→ **Consignes de l'exercice**:
- 1) Reproduisez tel quel le passage de l'article sur les langues anciennes qui commence par "La culture générale régresse." et se poursuit jusqu'à "une minorité ultra-motivée.".
- 2) Répondez brièvement aux questions suivantes à partir de l'article sur les langues anciennes :
(a) Autour de quels deux auteurs s'est formé le collectif d'écrivains et de philosophes qui s'exprime dans Le Monde ?
(b) Quel enseignement disparaît pour les terminales scientifiques ?
(c) Qu'est-ce que le groupe juge « digne des Monty Python » ?
- 3) Poursuivez, s'il vous plaît, l'article sur les langues anciennes à partir de l'endroit où il s'arrête.

→ **Extrait de texte**:

Je vous propose ici un article de Jacques Secondi, paru dans le Nouvel Économiste, et consacré à la défense de l'enseignement des langues anciennes au lycée.
Langues anciennes
« Les humanités ne servent à rien en particulier, mais elles peuvent être utiles à tout . »
Les arguments de Barbara Cassin1, philosophe et helléniste, pour sauver les langues anciennes et la culture générale du naufrage.
La culture générale régresse. Ce serait la fin des humanités classiques et, en laissant s’accomplir le naufrage, les pouvoirs publics accepteraient de voir affaibli le pouvoir d’influence de la France, dénonce dans Le Monde un collectif d’écrivains et de philosophes autour d’Erik Orsenna et de Régis Debray. Invention – “digne des Monty Python” suggère le groupe – d’un concours de recrutement de professeurs de lettres classiques sans latin ni grec, disparition de l’enseignement de l’histoire-géographie pour les terminales scientifiques : ce qui était une possibilité largement offerte par l’école publique se transforme en un parcours du combattant réservé à une minorité ultra-motivée.
Spécialiste des philosophies anciennes, Barbara Cassin est solidaire. Elle insiste, elle, sur ce qui dans l’étude des altérités, celle des langues et des cultures, permet la formation de la capacité de discernement et de l’esprit critique, bref de citoyens à part entière. Laisser mourir les textes anciens serait casser le miroir lointain qui permet une meilleure lecture de notre monde. Les humanités ne servent à rien en particulier, mais elles peuvent être utiles à tout, et c’est ce qui rend leur survie si compliquée à l’heure de l’utilité quantifiée et immédiate, juge la philosophe.
« Les humanités représentent un outil précieux à notre disposition pour forger la capacité de chacun à penser, à discriminer, à critiquer, au sens grec du terme, c’est-à-dire à avoir du discernement. Les formes en sont variées. Il peut s’agir de l’étude des langues anciennes et des œuvres écrites dans ces langues. Rien d’exclusif dans ce choix, mais en leur présence, le processus de formation du sens critique se déclenche indiscutablement. Les langues anciennes donnent accès à un monde qui, d’une part, a formé le nôtre, d’autre part constitue une entité d’une grande richesse.

→ **Lignes enregistrées**:
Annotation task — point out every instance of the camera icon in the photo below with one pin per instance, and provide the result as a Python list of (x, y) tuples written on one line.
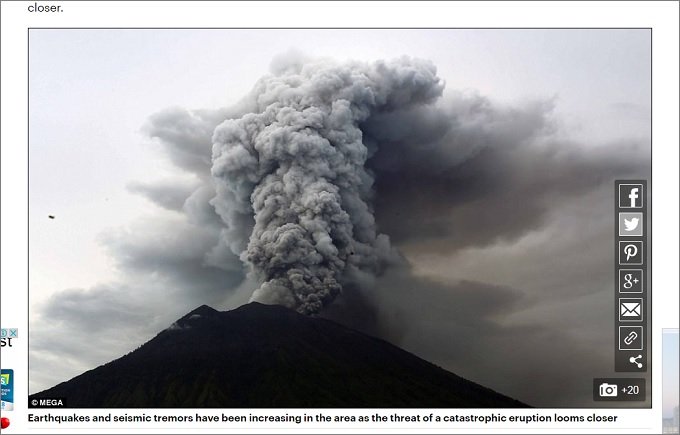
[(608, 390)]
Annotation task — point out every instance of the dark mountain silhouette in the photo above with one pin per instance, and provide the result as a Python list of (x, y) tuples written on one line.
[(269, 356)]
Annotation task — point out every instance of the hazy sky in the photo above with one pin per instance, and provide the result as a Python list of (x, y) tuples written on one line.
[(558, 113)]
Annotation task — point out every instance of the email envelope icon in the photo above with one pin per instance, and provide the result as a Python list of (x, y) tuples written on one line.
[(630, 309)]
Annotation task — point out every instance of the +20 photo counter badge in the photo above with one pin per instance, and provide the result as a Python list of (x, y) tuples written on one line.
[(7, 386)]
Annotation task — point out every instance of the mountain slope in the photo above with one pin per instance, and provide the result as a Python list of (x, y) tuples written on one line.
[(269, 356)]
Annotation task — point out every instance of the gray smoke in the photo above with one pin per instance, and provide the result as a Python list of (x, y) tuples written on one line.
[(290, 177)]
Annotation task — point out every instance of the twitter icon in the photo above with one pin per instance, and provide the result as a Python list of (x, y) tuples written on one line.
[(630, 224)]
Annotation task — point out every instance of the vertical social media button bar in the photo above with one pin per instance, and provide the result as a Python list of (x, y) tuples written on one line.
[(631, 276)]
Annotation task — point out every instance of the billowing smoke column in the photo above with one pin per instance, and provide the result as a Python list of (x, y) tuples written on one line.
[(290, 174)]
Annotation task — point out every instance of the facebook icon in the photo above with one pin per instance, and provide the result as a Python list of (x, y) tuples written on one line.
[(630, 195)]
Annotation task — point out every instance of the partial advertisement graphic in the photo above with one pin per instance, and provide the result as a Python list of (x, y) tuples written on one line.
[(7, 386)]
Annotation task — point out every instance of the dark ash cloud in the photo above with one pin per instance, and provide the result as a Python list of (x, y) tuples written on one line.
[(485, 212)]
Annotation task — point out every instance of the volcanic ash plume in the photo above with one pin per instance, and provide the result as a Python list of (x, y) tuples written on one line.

→ **Corrigé de l'exercice**:
- 1)
La culture générale régresse. Ce serait la fin des humanités classiques et, en laissant s’accomplir le naufrage, les pouvoirs publics accepteraient de voir affaibli le pouvoir d’influence de la France, dénonce dans Le Monde un collectif d’écrivains et de philosophes autour d’Erik Orsenna et de Régis Debray. Invention – “digne des Monty Python” suggère le groupe – d’un concours de recrutement de professeurs de lettres classiques sans latin ni grec, disparition de l’enseignement de l’histoire-géographie pour les terminales scientifiques : ce qui était une possibilité largement offerte par l’école publique se transforme en un parcours du combattant réservé à une minorité ultra-motivée.

- 2)
(a) Erik Orsenna et Régis Debray.
(b) L'histoire-géographie.
(c) L'invention d'un concours de recrutement de professeurs de lettres classiques sans latin ni grec.

- 3)
À partir de ce monde-là, on peut réfléchir aux interactions avec les autres mondes, dont le nôtre. Il ne s’agit en rien de rechercher des solutions toutes faites dans un lointain passé. En revanche, on trouve dans ces œuvres des problèmes bien posés qui nous aident à réfléchir et à mieux comprendre nos propres difficultés. C’est tout cela qui est en danger. Il y a un monde de textes anciens qui nous permettent de nous observer nous-mêmes d’un autre point de vue.
Si nous ne continuons pas à les visiter, ces textes vont finir par être réservés aux seuls spécialistes et par mourir. Les textes successifs dialoguent entre eux, ceux du présent empruntent à ceux du passé, et les textes anciens se relisent de manière différente lorsque l’on a connaissance des écrits modernes. Lorsque Aristote explique la démocratie, on mesure la proximité avec Marx. A la relecture de Marx, on constate que celui-ci est en dialogue constant avec Aristote. En ce sens, les textes antiques sont aussi modernes, par le biais de ce phénomène que l’on nomme l’intertextualité.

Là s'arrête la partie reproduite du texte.